DOCUMENT EXTRACT:
* Begin *
Personal information
- Full name: Zachary Albert Sucher
- Born: October 2, 1986 (age 39) Atlanta, Georgia, U.S.
- Height: 6 ft 0 in (1.83 m)
- Weight: 210 lb (95 kg; 15 st)
- Sporting nationality: United States
- Residence: Birmingham, Alabama, U.S.

Career
- College: University of Alabama at Birmingham
- Turned professional: 2009
- Current tour: Korn Ferry Tour
- Former tour: PGA Tour
- Professional wins: 1

Number of wins by tour
- Korn Ferry Tour: 1

Best results in major championships
- Masters Tournament: DNP
- PGA Championship: DNP
- U.S. Open: CUT: 2021
- The Open Championship: DNP

= Zack Sucher =

American golfer

Zachary Albert Sucher (born October 2, 1986) is an American professional golfer.
* End *
EXERCISES:
a: According to the Zack Sucher profile, what year did he turn professional?
b: Rewrite the Zack Sucher profile from the words "Personal information" through "(95 kg; 15 st)", replacing "Full name" with "Legal name".
c: Please list every major championship named in the Zack Sucher profile.

STORED RECORDS:
* Begin *
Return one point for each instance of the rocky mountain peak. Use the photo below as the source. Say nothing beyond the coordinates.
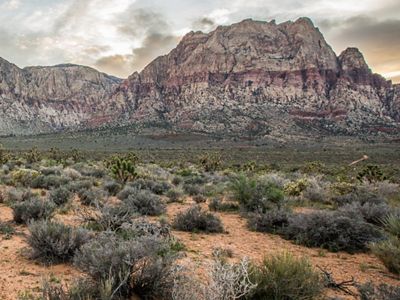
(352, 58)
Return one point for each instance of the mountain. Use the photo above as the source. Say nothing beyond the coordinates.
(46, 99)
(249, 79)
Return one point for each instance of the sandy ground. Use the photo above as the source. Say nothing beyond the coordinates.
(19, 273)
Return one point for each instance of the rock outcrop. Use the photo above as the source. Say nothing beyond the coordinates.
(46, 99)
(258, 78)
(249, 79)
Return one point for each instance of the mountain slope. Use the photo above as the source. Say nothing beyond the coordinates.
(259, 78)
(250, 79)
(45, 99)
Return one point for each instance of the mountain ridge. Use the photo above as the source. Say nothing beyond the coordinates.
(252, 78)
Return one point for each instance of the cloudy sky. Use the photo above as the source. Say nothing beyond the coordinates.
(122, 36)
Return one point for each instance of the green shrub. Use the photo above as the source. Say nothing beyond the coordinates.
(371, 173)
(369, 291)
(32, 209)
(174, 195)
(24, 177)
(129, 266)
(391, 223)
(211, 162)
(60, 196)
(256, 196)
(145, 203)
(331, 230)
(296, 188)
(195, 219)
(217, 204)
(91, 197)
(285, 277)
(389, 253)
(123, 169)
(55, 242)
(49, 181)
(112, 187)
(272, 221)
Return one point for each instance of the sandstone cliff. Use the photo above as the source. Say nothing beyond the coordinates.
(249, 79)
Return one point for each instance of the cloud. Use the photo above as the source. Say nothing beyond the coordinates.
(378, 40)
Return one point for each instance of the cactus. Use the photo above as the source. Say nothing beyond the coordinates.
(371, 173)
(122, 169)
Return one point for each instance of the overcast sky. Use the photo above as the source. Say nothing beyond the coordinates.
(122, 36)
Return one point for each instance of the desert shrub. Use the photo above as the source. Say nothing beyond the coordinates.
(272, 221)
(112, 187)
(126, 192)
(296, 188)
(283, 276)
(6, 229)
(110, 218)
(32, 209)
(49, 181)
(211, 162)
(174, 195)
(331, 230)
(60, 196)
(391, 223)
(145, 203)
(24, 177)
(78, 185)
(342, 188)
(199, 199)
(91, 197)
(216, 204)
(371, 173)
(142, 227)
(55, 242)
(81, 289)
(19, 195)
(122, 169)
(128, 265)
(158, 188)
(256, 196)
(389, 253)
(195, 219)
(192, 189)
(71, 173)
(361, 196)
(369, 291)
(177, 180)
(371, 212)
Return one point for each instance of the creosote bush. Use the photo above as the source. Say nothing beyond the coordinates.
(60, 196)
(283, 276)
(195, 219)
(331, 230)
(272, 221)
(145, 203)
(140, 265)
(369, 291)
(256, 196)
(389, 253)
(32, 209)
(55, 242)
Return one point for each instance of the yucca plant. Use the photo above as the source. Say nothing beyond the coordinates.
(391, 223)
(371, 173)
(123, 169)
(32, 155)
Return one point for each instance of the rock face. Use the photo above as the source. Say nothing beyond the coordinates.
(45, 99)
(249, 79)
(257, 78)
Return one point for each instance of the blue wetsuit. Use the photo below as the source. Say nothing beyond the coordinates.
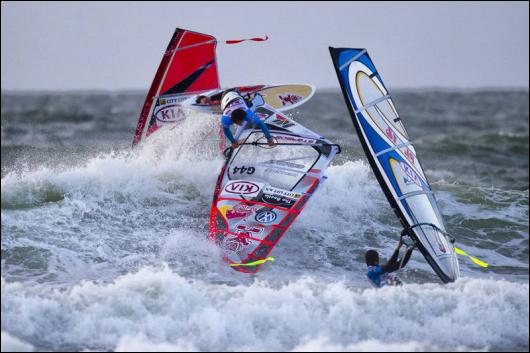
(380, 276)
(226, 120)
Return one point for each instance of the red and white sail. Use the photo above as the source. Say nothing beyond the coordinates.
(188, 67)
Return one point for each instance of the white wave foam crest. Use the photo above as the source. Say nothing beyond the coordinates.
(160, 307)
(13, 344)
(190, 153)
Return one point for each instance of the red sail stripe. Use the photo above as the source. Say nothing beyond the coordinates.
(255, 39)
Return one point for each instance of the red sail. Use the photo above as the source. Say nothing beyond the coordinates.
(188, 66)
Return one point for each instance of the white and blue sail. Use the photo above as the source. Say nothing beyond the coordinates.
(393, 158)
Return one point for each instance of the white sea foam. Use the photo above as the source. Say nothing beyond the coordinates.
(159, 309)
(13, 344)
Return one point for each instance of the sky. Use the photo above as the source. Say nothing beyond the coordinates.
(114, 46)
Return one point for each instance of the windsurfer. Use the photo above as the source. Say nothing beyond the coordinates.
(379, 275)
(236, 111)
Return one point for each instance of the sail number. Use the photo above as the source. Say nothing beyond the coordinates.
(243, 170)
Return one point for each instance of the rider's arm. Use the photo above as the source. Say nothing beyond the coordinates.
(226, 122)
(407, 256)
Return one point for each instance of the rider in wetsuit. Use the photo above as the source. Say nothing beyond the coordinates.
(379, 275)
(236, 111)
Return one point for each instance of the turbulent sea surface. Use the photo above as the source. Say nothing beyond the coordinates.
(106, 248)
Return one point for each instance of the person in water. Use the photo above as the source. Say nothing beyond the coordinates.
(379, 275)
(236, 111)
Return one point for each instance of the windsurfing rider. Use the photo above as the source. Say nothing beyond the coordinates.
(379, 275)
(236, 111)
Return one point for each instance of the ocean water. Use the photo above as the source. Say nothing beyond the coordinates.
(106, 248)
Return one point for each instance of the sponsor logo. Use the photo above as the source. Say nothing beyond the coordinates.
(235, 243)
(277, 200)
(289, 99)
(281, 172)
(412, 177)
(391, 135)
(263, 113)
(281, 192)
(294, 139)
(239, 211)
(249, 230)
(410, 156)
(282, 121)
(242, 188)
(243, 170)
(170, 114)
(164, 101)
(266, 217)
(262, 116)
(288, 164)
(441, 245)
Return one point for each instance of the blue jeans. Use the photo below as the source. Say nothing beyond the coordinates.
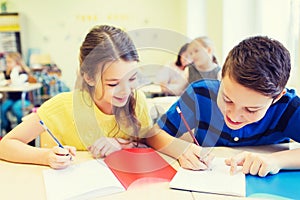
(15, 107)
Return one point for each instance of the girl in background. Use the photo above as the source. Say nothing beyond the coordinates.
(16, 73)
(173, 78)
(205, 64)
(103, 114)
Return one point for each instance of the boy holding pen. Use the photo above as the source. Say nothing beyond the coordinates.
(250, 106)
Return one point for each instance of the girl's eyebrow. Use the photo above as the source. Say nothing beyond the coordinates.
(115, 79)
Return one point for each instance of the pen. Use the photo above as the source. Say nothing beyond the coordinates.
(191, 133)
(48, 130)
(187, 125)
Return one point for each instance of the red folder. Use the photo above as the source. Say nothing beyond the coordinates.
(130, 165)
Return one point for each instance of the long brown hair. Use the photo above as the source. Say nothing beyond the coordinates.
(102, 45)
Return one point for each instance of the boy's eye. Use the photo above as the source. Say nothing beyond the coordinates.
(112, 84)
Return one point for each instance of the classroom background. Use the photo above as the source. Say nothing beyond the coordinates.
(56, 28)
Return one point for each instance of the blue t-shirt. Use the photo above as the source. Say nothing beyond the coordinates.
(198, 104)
* End *
ANSWERS FOR THE TASKS:
a: 2009

b:
Personal information
- Legal name: Zachary Albert Sucher
- Born: October 2, 1986 (age 39) Atlanta, Georgia, U.S.
- Height: 6 ft 0 in (1.83 m)
- Weight: 210 lb (95 kg; 15 st)

c: Masters Tournament, PGA Championship, U.S. Open, The Open Championship